Direction A: Duplicate everything in the listing from the line containing "shape [[23, 5]]." down to the end of the listing, including both of those ends.

* start Supplied passage *

We've seen how to *keep* or even rearrange a subset of columns or indices, e.g. with `df[cols_to_keep]` or `df.loc[rows_to_keep]`.  We can also specify what index values to remove.

In [None]:
#Recall current value of df
df.head()

In [None]:
#Remove given entries with df.drop()
#Default is to remove entries from Index (axis=0)
df_new = df.drop(['LB','SW'])
df_new.head()

In [None]:
#Set axis argument to 1 to remove values from columns
df_new = df.drop(['gender','rank'],axis=1)
df_new.head()

Instead of the confusing "axis=1" notation, we can directly specify the list of items to remove from the index or column, which can be more intuitive.  It's always great to make your code more intuitive, especially if someone else will look at your code later, such as another data analyst, or even future you!

In [None]:
df.drop(index=['LB','SW']).head()

In [None]:
df.drop(columns=['gender','rank']).head()

In [None]:
#We can even use this notation to drop both index and column labels
df.drop(index=['LB','SW'],columns=['gender','rank']).head()

One tricky part of the drop() method is that if we feed in a value that is not in the index, it will throw an error.

In [None]:
#This will throw an error, since 'Pass' is not in the columns
#df.drop(['gender','rank','Pass'],axis=1).head()

Another tool we can use, which helps get around this issue, is to use the difference() method of pandas Index objects.

In [None]:
#This will only keep columns that are not in the list ['gender','rank','Pass']
cols_to_keep = df.columns.difference(['gender','rank','Pass'])
#This will run just fine even though 'Pass' is not in the columns
df[cols_to_keep].head()

* end Supplied passage *
* start Extracted entries *

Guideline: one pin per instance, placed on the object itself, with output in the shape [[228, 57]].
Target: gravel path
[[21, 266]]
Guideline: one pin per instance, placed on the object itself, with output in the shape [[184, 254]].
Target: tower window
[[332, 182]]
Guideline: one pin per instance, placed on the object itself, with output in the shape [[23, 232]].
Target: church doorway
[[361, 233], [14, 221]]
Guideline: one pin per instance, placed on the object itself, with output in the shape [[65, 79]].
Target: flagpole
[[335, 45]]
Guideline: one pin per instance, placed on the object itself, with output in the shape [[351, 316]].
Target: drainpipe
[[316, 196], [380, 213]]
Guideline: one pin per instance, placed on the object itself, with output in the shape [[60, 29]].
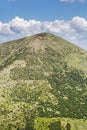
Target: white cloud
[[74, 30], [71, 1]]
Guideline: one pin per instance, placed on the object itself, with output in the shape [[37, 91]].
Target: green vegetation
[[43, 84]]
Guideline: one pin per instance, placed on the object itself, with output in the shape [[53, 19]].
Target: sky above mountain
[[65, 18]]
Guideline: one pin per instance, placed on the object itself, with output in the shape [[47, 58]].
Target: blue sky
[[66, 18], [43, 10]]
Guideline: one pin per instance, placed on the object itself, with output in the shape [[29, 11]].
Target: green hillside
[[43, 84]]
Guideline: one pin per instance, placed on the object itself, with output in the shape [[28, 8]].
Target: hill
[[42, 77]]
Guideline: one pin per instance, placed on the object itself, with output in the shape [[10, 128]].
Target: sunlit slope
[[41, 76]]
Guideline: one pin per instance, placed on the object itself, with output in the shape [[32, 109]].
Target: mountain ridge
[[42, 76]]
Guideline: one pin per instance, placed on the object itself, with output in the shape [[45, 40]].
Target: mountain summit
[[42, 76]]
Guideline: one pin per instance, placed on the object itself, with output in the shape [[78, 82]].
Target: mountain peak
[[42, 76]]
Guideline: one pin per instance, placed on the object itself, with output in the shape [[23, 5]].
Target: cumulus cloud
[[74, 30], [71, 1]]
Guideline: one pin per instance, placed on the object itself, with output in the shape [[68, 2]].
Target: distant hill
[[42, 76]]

* end Extracted entries *

Direction B: Go on with the pandas tutorial on dropping index and column labels from the point where it stops.

Expected answer A:
Guideline: one pin per instance, placed on the object itself, with output in the shape [[23, 5]].
Target: cumulus cloud
[[74, 30], [71, 1]]
Guideline: one pin per instance, placed on the object itself, with output in the shape [[68, 2]].
Target: distant hill
[[42, 76]]

Expected answer B:
Yet another method we can use to remove and narrow down data (there's always about 10 ways to do any task in python/pandas) is with the reindex() method, where we can specify the new set of indices or columns to keep.

In [None]:
#Use reindex() to specify which index or column values to keep, and the order
df.reindex(columns=['age','MI2','SU','PU']).head()

One advantage of reindex is that we can pass in values that are currently not in the index, and it will initialize a new row/column.

In [None]:
#HairColor is not in the current columns, so this will initialize a new column, 
# with all null values for now
df.reindex(columns=['age','MI2','SU','PU','HairColor']).head()

### Multi-Level Indexing

Pandas supports mutli-level indexing.  This is a more advanced topic, so feel free to skim this section.  However, multi-level indexing is a powerful tool that allows you to work with more complex data structures or group by multiple data features at once.


In [None]:
df = pd.read_csv('Data/ptScores.csv')
df.head(2)

In [None]:
#set 3-level index
df_multi = df.set_index(['SoldierInitials','gender','rank'])
df_multi.head()

In [None]:
#each index is 3-tuple
df_multi.head().index

We can access rows by specifying the index values in order.

In [None]:
df_multi.loc['ML']

In [None]:
df_multi.loc['ML','M','O5']

In [None]:
#We can use reset_index() to "unpack" indices back into columns
df_multi.reset_index().head()

In [None]:
#We can also drop (wipe out) the index values with reset_index(drop=True)
df_multi.reset_index(drop=True).head()

### Common Series Methods

Pandas has many built-in Series methods that are useful for summarizing or evaluating the data in that column.

In [None]:
#Recall df
df.head()

In [None]:
#Compute variety of statistics of any numerical column
df.age.min(), df.age.max(), df.age.mean(), df.age.std()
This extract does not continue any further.